Dataset excerpts on pointing at objects

╭──

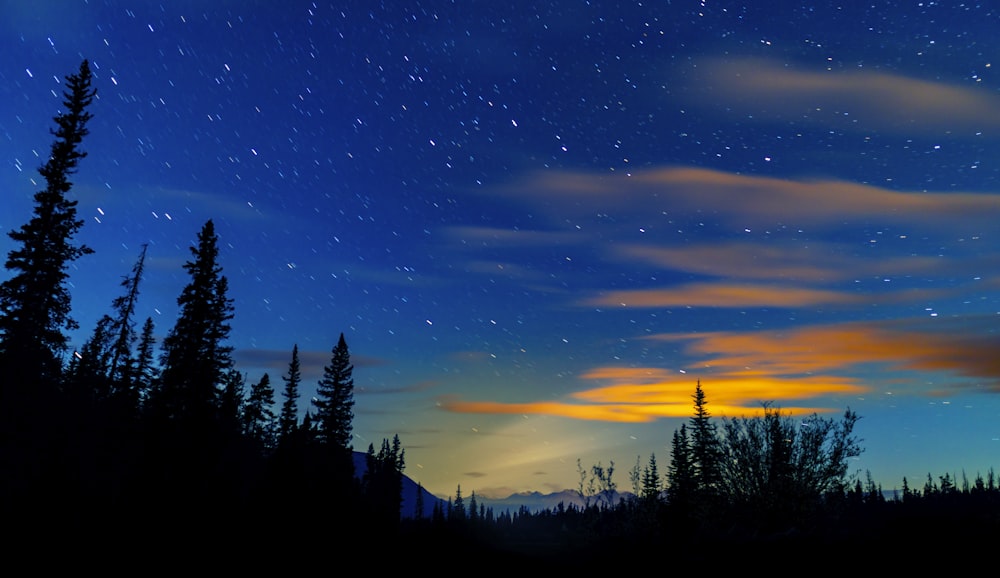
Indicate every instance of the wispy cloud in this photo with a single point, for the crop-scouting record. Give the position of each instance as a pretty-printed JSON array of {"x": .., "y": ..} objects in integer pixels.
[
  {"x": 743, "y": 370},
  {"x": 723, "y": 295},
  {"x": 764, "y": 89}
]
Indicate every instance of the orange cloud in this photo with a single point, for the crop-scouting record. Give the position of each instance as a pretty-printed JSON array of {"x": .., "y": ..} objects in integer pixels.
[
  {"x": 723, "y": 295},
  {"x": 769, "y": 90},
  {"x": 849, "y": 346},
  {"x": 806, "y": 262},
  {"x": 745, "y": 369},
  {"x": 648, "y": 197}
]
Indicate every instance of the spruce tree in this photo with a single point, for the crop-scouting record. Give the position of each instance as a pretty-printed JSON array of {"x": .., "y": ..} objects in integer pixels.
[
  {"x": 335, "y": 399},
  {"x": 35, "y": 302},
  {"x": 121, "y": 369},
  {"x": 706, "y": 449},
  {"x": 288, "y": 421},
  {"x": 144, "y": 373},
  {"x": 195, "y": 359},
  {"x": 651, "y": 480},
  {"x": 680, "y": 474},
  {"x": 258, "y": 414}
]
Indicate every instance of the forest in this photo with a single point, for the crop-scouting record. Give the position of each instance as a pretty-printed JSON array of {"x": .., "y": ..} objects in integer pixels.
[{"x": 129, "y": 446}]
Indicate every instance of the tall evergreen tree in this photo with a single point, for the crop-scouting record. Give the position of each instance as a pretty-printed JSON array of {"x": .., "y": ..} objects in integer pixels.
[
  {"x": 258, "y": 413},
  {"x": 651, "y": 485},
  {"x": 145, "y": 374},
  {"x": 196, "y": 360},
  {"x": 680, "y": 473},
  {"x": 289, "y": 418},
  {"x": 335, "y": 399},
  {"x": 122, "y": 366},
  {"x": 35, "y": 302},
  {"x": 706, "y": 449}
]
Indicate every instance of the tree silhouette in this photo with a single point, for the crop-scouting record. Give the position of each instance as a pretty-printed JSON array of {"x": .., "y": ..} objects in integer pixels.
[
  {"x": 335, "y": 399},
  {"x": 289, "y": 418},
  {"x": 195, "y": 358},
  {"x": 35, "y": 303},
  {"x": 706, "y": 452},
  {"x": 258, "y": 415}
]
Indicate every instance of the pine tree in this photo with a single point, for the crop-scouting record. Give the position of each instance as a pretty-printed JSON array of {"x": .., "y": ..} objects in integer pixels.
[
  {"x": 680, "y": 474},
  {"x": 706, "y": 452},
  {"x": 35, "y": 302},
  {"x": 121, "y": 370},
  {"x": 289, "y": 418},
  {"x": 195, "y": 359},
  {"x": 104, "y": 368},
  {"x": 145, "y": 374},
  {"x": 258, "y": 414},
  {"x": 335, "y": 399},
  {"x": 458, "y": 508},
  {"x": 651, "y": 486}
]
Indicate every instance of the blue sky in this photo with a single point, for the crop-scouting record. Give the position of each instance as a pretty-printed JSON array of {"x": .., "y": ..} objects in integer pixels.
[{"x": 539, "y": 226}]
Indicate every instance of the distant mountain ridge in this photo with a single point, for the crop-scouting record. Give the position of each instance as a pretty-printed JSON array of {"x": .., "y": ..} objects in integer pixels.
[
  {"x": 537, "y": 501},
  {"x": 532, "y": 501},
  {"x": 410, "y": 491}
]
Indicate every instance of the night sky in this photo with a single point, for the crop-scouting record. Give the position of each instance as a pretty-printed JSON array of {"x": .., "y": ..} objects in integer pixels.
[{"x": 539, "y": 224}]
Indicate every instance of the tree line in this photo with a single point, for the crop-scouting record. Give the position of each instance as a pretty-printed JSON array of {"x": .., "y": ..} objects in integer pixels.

╰──
╭──

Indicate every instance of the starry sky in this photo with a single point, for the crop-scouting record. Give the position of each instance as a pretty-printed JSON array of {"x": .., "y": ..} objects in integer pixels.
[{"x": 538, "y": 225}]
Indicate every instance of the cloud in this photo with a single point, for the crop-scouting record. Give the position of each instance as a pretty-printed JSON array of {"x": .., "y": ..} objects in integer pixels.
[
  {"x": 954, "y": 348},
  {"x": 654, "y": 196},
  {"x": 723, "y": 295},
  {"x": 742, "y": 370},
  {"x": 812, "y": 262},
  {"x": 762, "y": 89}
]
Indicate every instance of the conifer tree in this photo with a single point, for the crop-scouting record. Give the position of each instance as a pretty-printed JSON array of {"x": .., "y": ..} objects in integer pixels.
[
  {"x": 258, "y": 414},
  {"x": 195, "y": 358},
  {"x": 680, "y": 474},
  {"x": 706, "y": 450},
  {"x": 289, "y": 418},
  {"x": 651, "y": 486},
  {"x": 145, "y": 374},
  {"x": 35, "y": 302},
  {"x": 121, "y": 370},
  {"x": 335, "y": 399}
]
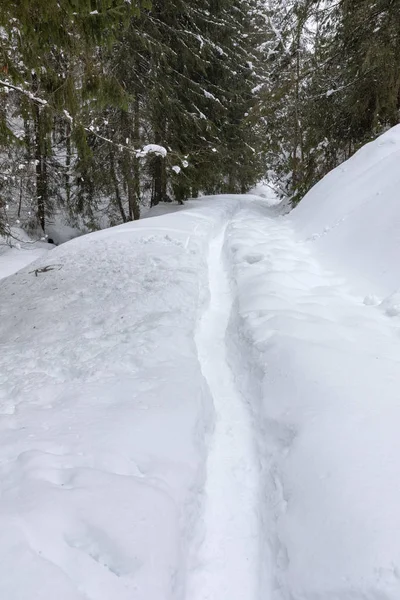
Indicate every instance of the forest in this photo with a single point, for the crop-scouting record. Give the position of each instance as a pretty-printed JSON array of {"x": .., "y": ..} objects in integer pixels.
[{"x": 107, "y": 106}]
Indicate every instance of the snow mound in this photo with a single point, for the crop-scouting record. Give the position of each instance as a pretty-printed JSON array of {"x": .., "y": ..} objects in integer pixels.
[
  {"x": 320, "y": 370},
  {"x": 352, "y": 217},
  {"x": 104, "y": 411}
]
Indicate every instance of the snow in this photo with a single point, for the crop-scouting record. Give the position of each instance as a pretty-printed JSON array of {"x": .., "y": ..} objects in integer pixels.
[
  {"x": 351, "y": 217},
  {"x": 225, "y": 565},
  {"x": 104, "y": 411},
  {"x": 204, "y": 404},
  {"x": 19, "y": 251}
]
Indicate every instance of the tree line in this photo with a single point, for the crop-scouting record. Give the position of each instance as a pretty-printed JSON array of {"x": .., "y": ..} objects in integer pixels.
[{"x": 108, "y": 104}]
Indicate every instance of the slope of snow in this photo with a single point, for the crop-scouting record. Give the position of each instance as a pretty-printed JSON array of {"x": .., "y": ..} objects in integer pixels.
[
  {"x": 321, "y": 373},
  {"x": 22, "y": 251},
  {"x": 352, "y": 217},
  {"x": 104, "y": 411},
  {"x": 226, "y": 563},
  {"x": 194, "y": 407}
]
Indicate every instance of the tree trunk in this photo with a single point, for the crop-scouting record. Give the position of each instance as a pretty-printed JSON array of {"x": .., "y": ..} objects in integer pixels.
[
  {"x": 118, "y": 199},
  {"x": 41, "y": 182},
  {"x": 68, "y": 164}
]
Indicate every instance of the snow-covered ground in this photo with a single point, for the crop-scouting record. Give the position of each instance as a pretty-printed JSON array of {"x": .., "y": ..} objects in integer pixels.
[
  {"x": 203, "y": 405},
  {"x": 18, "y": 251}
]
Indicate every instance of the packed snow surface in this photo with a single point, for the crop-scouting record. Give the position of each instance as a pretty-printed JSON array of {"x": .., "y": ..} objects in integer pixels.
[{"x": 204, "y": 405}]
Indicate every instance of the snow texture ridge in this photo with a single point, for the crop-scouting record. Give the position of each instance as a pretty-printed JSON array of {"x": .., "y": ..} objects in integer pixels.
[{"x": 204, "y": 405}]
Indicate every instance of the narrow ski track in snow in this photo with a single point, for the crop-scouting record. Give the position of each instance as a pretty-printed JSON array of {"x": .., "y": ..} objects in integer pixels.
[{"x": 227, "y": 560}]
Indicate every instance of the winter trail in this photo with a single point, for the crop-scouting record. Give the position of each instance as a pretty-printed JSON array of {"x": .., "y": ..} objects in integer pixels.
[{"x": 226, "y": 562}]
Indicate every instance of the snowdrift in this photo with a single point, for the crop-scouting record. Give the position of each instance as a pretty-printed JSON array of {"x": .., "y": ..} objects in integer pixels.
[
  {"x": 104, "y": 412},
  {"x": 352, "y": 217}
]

╰──

_What to work on_. Count the lines in the items above that contain the string "ridge", treating case as significant. Reply with the number alone.

_Task output_. 2